§ WHAT TO PRODUCE: Leaving out every picture, quote the data below exactly as it appears.

----- RECORDS TO PROCESS -----

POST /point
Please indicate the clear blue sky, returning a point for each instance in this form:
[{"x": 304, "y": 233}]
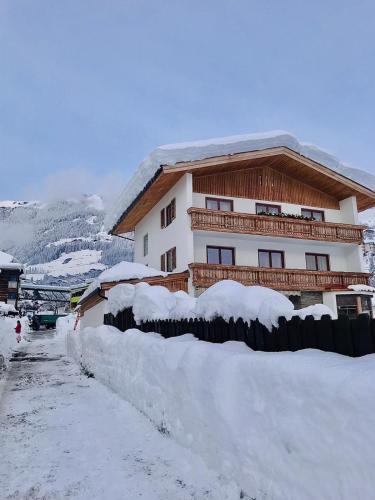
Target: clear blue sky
[{"x": 93, "y": 86}]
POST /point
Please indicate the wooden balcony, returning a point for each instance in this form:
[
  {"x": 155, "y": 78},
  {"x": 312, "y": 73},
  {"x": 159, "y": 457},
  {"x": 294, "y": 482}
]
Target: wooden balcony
[
  {"x": 205, "y": 275},
  {"x": 265, "y": 225}
]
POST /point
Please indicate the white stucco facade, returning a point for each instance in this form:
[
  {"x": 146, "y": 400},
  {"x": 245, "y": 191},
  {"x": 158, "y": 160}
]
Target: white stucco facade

-----

§ ANSWER TO THIS EXERCISE:
POST /point
Please indicate the clear blue sky, returning a point for each instance in this form:
[{"x": 304, "y": 233}]
Target: clear blue sky
[{"x": 93, "y": 86}]
POST /point
Please indicate the wooden balcony, returning a point for each instance in this form:
[
  {"x": 155, "y": 78},
  {"x": 312, "y": 73},
  {"x": 159, "y": 457},
  {"x": 294, "y": 482}
]
Target: wooden balcony
[
  {"x": 205, "y": 275},
  {"x": 265, "y": 225}
]
POST /point
Please indicate the white stucco facade, returning a point for each instance in this form:
[
  {"x": 146, "y": 400},
  {"x": 245, "y": 191},
  {"x": 158, "y": 160}
]
Target: white stucco facade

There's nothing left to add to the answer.